__Verilen Metin__
--
Jason Henson Brighton’da yaşayan ve 25 yıldır aktif olan profesyonel bir gitarist.
Kendisine ilham veren kahramanlardan birkaçını Django Reinhardt, Joe Pass, Barney Kessel, Wes Montgomery, George Benson, Freddie Green, Charlie Christian, Lenny Breau, Billy Bean, Louis Stewart ve Russell Malone olarak sıralıyor.
İngiltere’de Love Supreme, South Coast Jazz & Blues Festival, Beachdown Festival, Marlborough Jazz Festival, Ealing Jazz Festival, Swanage Jazz Festival, Bestival, North Devon Jazz Festival, Hayling Island Jazz Festival, Glasgow Jazz Festival ve Teignmouth Jazz Festival gibi festivallerde sahne almış.
Sam Carelse Brighton’da aktif olan bir jazz vokalisti ve dublaj sanatçısı.
Son iki yılda The Grand, Brighton Pavilion ve Brighton Dome gibi mekanlar ile Love Supreme Jazz Festival ve Brighton Fringe gibi İngiltere’nin en prestijli festivallerinde yaklaşık 300 kez sahne almış.
Sound’unu Anita O’Day, Ella Fitzgerald, Sarah Vaughan ve Annie Ross gibi büyük ustaları dinlemeye borçlu olduğunu söylüyor. Armoniye bakış açısını hala boş zamanlarında devam ettiği piyanist olarak çalışmalarına bağlıyor.
Sam ve Jason ile Brighton’da tanıştığım için çok şanslıydım. Bu korona günlerinde online olarak yayın yapıyorlar. Onları size tanıtmanın iyi bir fikir olacağını düşündüm.
Bize biraz enstrümanınızdan bahseder misiniz? Neden seçimizi bu yönde kullandınız?
Jason: Bu günlerde jazz ve manuş gitar çalıyorum. İlk öğrenmeye başladığımda 15. doğumgünümde hediye olarak aldığım elektrik gitarı çalıyordum. O zamanlar Jimi Hendrix, Stevie Ray Vaughan, The Beatles, The Doors, Eric Clapton, Pink Floyd ve benzeri grupları dinliyordum ve bu yüzden gitar çalmak iyi bir fikir gibi geldi. Aynı zamanda babamın duvara asılı (çalmadığı) bir gitarı vardı ve onu çalmaya başladım. Nasıl akord edeceğimi bilmediğim için tek tel ile çalıyordum.
--
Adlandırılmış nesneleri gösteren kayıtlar
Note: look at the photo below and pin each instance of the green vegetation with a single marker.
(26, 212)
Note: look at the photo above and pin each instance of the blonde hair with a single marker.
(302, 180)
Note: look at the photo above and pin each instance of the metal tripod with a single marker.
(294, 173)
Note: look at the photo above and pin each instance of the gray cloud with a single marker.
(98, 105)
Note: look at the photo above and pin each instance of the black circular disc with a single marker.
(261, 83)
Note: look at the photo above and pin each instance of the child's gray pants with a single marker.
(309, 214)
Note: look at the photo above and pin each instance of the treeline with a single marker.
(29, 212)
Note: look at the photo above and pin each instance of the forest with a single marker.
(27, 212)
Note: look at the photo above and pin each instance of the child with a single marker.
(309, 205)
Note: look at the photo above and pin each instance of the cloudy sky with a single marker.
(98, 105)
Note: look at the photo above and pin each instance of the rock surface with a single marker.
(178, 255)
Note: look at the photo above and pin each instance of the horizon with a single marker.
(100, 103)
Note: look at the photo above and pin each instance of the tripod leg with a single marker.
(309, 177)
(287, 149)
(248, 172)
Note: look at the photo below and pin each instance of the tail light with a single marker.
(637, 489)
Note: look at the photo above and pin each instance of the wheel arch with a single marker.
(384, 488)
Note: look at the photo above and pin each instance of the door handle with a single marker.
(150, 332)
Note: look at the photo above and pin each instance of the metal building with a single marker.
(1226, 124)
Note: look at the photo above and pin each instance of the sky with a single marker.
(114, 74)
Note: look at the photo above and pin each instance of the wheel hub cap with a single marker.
--
__Yapılacak İşler__
A - Jason Henson ve Sam Carelse'i tanıtan metinde "Kendisine ilham veren" sözlerinden "Malone olarak sıralıyor." sözlerine kadar olan kısmı hiç değiştirmeden tekrarlayın.
B - Jason Henson ve Sam Carelse'i tanıtan metne göre Jason, gitar öğrenmeye başladığında çaldığı elektrik gitarı ne zaman hediye olarak almış?

__Cevaplar__
A -
Kendisine ilham veren kahramanlardan birkaçını Django Reinhardt, Joe Pass, Barney Kessel, Wes Montgomery, George Benson, Freddie Green, Charlie Christian, Lenny Breau, Billy Bean, Louis Stewart ve Russell Malone olarak sıralıyor.

B - Jason o elektrik gitarı 15. doğum gününde hediye olarak almış.